CHALLENGE →
According to the text below about the Pensmore Castle lawsuit, how much Helix never made it into the castle's concrete?

TEXT →
──────────────────────────────
The Christian County assessor pegged the market value of the castle at just under $6 million, but Berg said there's no way to put a price tag on it, saying there's "nothing like it in the world."

Berg said Huff compared his castle to the Coliseum built by the Roman Empire.

Huff wants the companies that built it to "tear it down and build it back up right," Berg said.

Those companies are Monarch Cement Company, of Humboldt, Kansas, and its Springfield subsidiary, City Wide Construction Products. The lawsuit said they routinely cut the amount of a unique construction material mixed into the castle's concrete and likely sold the leftover material, the lawsuit says.

Michael Callahan, the attorney for Monarch Cement Company and City Wide Construction Products, disputed the claims of the lawsuit.

"(The companies) are known for their high-quality products and longtime commitment to customer service," Callahan wrote in a statement. "They will defend their hard-earned reputations against the plaintiff's allegations all the way through trial, if necessary."

Inside the Pensmore mansion

The principal material shorted in the castle's construction is called Helix, the lawsuit said, and it's the "key to Pensmore's exceptional structural integrity design."

Berg said Huff wanted his castle to be built as strong as possible — "that's where Helix comes in."

Invented in a laboratory at the University of Michigan, Helix is an alternative to rebar and was developed for the U.S. Army Corps of Engineers, the lawsuit said.

While Pensmore Castle was supposed to have an "exceptionally large amount" of Helix — more than 200,000 pounds — the lawsuit said more than 70,000 pounds of Helix never made it into the concrete.

Berg said Huff, an engineer, invested in the company that produces Helix, Polytorx, and he wanted Pensmore Castle to be a model for the world of the company's product.

Pensmore Castle was also meant to be a marvel of heating and cooling technology, Berg said.

According to the lawsuit, Monarch Cement Company has 510 employees and 13 subsidiaries.
──────────────────────────────
MATERIAL SHOWN →
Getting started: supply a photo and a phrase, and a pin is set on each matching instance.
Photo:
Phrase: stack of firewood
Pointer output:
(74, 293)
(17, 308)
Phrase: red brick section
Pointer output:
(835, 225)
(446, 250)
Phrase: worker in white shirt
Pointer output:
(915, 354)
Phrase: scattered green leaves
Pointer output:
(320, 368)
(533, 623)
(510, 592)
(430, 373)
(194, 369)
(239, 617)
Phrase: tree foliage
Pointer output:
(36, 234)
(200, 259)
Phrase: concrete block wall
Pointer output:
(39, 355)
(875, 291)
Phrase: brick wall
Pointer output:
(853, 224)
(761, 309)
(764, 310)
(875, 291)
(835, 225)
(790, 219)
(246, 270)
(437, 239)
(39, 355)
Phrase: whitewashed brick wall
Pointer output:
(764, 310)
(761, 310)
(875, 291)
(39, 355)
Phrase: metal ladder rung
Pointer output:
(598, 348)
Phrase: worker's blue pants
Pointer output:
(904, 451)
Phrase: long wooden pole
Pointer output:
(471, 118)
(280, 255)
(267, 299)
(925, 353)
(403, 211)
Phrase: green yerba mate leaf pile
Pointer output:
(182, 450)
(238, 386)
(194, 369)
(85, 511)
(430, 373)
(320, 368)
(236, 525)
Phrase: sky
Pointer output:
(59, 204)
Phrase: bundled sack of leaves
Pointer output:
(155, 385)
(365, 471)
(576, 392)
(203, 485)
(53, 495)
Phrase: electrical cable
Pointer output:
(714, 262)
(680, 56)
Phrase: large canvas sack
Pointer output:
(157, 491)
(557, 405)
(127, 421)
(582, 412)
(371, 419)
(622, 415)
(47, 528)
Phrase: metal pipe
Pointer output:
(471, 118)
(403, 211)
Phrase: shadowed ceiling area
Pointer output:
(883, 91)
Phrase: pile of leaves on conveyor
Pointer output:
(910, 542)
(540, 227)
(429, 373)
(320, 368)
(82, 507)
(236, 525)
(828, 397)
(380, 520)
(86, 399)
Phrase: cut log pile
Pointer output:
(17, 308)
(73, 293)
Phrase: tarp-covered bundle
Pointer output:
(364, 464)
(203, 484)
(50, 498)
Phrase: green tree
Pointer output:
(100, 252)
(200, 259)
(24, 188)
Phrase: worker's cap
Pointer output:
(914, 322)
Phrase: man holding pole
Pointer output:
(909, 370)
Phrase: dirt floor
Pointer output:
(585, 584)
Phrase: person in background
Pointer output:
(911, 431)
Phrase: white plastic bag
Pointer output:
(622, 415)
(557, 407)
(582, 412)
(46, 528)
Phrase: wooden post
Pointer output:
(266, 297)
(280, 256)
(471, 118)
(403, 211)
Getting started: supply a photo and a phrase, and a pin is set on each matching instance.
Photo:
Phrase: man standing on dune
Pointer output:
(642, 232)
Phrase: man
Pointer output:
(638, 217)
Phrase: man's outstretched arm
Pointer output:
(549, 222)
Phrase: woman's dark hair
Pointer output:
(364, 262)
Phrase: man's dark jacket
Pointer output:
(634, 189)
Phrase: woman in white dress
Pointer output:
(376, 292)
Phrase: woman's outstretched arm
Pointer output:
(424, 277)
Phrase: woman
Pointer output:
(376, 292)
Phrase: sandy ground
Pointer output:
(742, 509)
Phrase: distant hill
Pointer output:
──────────────────────────────
RESPONSE TO THE EXERCISE →
More than 70,000 pounds.